• [Given passage]:

## Begin

The Gini importance score is a measure of feature importance used in Random Forest algorithms, which calculates the total decrease in node impurities across all the trees in the forest caused by splitting on a particular feature. A higher Gini importance score for a feature indicates that the feature has a more significant impact on the classification accuracy of the model, which makes it a useful tool for identifying the most important features in a dataset and understanding their impact61. Here, the 5 highest Gini importance scores for each dataset show that none of the real-world datasets share the same set of important topological features (Fig. 8). Motivated by the visually apparent clustering in Fig. 7, we use vertical lines in Fig. 8 to split the real-world networks into two groups. The group of 8 datasets to the right of the lines typically exhibits high importance for the dot product in a low-rank approximation (dLRA), its “dLRA-approx” truncation, and the preferential attachment feature (PA). In contrast, the 11 datasets on the left in the figure typically exhibit a high importance of Katz centrality (KC). Both the PCA and the Gini importance results for temporal networks align with the NoFreeLunch theorem62 discussed in Ghasemian et al.13 for static networks, suggesting that the diversity of network features may mean there is also no universal best temporal link predictors, and an ensemble learning method like stacking is the only way to construct a general-purpose algorithm.

These results all demonstrate that real-world temporal networks exhibit different underlying patterns of structural organization, which leads to the drastic variation in performance of individual predictors in Fig. 6. In particular, none of the individual methods is able to achieve the best performance on all datasets.

Our results demonstrate the effectiveness and robustness of our designed approach in improving the prediction performance for temporal link prediction across various types of temporal networks. These findings validate the reliability and applicability of our method in different scenarios, providing a valuable contribution to the field of temporal network analysis.

Discussion

Temporal link prediction and temporal network analysis, in general, have attracted greater attention recently with the increased availability of temporal network data. Indeed, most real-world networks have a temporal component, though it is not always recorded. While many measures of traditional, static network analysis have been extended to temporal networks, our results here show that these methods are not necessary for good temporal link prediction. Instead, using a temporally aware stacking approach to combine static features generally produces superior results to using temporally-extended features as predictors. In addition to their definitional ambiguity, in which there are multiple ways to generalize a static measure to the temporal domain, temporal topological features typically also have significantly higher computational cost. This higher cost makes their mediocre performance (Figs. 2 and 3) compared to sequentially stacking static topological features particularly unappealing. At the same time, the sequential stacking of static features is typically easier to interpret63 for trying to understand how different networks vary their structure over time (Fig. 8), making sequential stacking a powerfully useful tool for predicting missing links in temporal networks.

Moreover, our experiments suggest that our approach achieves near-oracle-level performance, especially when combined with other link prediction methods (Ensemble-Sequential-Stacking) as additional features in the stacking, on both synthetic (Figs. 4 and 5) and real-world networks (Fig. 6), and for both partially-observed and completely-unobserved target layer settings. To mimic the structural diversity of real-world networks, the two temporal stochastic block models (T-SBMs) used here are adjusted systematically to include different community sizes, community sparsity, and most importantly, temporal dependency. Our notion of optimality here derives from an oracle that has full knowledge of the random synthetic network model, and thus no algorithm can do better. In analyzing the behavior of the method on real-world networks, we find broad differences in which particular topological predictors are most boosting the overall accuracy. This extends the No Free Lunch62 discussion of Ghasemian et al.13 into the temporal domain, and highlights that the flexibility of the stacking approach in ensemble learning is a key feature, because it lets us understand which features are helping most for any particular network. In this way, the sequential stacking approach avoids the strong and particular assumptions that temporally-extended features make for how structure may change over time, and instead it learns those variations from the data itself, making it a more flexible model.

## End

• [Provided data]:

## Begin

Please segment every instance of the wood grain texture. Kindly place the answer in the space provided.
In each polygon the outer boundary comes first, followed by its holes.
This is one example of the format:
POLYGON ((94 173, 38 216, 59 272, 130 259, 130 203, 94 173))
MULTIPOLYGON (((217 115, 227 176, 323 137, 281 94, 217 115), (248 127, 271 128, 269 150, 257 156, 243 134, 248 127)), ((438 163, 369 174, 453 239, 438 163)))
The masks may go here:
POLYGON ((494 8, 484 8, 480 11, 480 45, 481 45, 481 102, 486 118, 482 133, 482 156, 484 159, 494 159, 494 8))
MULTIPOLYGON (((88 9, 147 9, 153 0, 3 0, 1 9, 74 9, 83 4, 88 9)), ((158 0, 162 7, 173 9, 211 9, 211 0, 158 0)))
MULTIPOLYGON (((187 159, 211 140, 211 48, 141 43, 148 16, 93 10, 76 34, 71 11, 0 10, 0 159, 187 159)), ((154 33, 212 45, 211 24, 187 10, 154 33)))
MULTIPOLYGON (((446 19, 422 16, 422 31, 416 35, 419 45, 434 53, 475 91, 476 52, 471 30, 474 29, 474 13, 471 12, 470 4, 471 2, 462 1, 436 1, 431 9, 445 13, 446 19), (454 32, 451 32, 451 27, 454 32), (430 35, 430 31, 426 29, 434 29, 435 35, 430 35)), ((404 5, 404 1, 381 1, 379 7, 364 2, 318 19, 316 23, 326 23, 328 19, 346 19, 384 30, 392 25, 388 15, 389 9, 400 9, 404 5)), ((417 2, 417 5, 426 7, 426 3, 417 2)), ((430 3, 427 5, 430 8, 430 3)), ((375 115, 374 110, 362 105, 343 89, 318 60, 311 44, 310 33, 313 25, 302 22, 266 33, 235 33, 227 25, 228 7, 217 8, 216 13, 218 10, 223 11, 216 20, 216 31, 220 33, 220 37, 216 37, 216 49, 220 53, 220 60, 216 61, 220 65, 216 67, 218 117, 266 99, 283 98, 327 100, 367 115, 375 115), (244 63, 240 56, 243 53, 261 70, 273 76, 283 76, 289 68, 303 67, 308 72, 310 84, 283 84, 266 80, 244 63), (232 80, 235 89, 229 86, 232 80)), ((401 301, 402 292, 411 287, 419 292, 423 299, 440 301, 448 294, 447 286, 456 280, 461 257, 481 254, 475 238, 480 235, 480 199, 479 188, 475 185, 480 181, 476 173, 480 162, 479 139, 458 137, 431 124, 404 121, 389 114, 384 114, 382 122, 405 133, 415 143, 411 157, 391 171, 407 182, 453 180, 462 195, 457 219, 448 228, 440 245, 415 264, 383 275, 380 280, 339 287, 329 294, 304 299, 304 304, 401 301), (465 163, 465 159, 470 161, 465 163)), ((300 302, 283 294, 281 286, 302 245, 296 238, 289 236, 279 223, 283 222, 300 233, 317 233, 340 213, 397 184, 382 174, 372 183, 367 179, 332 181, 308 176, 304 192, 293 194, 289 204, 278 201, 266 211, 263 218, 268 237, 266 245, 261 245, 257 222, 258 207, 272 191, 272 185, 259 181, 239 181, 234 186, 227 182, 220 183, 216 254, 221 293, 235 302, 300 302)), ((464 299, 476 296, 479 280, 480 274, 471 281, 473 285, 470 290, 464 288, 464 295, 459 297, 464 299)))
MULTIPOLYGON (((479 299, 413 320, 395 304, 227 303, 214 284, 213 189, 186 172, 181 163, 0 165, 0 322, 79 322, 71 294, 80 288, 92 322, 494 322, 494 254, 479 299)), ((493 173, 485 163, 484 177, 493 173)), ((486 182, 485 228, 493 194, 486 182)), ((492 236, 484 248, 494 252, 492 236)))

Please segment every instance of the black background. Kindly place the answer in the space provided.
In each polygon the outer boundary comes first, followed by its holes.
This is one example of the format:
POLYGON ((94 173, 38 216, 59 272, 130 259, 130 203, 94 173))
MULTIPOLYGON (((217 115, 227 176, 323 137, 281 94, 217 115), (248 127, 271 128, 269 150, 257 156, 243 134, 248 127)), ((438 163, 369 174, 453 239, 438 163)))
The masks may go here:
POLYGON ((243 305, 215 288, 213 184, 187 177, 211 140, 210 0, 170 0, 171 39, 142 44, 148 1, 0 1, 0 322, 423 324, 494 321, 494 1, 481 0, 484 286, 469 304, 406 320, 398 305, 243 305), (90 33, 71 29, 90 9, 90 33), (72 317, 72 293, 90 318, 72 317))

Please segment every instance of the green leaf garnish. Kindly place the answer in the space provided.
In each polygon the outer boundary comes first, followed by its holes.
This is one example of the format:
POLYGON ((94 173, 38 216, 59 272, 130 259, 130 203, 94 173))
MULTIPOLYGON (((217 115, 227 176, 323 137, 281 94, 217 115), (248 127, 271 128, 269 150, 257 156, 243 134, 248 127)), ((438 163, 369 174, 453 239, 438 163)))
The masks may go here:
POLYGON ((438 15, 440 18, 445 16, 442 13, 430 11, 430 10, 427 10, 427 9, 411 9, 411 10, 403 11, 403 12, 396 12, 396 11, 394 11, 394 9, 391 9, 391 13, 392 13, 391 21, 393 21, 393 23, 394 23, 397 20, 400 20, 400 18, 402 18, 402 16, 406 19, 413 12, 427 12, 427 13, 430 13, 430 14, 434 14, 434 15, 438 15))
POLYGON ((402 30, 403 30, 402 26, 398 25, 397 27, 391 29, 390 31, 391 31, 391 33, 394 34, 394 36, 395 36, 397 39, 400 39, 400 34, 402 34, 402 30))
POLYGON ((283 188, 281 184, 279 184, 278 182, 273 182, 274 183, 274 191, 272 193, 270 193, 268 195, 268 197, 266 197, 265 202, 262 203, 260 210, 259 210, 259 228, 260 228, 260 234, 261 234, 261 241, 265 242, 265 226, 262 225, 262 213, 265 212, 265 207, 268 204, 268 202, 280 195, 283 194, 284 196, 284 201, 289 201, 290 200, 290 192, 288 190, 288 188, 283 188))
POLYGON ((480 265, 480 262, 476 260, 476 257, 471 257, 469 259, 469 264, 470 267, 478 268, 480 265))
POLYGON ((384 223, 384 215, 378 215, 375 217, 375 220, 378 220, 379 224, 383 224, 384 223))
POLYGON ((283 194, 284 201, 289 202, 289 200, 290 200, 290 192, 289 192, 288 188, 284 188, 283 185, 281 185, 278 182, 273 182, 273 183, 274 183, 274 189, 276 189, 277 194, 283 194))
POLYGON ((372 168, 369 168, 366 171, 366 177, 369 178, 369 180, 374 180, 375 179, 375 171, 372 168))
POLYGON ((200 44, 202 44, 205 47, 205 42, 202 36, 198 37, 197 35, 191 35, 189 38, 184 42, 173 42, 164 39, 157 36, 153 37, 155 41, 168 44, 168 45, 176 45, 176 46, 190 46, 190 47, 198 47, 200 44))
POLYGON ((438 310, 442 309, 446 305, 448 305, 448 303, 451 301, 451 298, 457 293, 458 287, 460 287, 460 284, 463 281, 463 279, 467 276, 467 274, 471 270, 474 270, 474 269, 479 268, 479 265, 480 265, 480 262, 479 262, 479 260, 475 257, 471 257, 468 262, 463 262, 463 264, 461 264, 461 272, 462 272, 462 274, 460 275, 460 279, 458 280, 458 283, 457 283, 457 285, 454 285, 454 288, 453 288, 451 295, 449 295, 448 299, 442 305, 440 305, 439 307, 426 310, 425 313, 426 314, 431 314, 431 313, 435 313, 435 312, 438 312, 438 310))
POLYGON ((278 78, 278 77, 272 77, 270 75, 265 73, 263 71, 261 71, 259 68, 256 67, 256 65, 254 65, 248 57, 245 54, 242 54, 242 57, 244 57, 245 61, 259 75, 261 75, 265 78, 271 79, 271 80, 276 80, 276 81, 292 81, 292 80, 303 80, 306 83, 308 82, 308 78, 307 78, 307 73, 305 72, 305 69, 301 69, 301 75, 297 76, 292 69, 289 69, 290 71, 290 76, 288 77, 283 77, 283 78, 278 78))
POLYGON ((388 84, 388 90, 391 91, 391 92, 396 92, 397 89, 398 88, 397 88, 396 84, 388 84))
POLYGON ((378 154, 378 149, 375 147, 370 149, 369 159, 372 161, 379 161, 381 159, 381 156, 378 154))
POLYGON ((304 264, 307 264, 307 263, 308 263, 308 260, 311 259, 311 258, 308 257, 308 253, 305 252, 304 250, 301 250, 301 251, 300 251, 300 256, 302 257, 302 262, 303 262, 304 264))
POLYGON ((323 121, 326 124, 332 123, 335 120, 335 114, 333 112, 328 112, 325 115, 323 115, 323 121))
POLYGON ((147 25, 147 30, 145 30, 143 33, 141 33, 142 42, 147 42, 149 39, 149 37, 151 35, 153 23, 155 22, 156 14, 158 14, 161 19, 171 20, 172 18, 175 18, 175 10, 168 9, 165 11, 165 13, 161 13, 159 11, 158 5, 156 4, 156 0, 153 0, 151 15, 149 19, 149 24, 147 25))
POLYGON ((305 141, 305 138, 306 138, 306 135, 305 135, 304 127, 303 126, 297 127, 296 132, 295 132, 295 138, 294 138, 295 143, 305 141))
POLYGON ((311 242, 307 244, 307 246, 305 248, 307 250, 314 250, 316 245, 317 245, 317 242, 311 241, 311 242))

## End

• [Objective]:
Copy out word for word the part of the temporal link prediction passage that opens with the words containing "These results all" and closes with "temporal network analysis.".

• [Response to the exercise]:
These results all demonstrate that real-world temporal networks exhibit different underlying patterns of structural organization, which leads to the drastic variation in performance of individual predictors in Fig. 6. In particular, none of the individual methods is able to achieve the best performance on all datasets.

Our results demonstrate the effectiveness and robustness of our designed approach in improving the prediction performance for temporal link prediction across various types of temporal networks. These findings validate the reliability and applicability of our method in different scenarios, providing a valuable contribution to the field of temporal network analysis.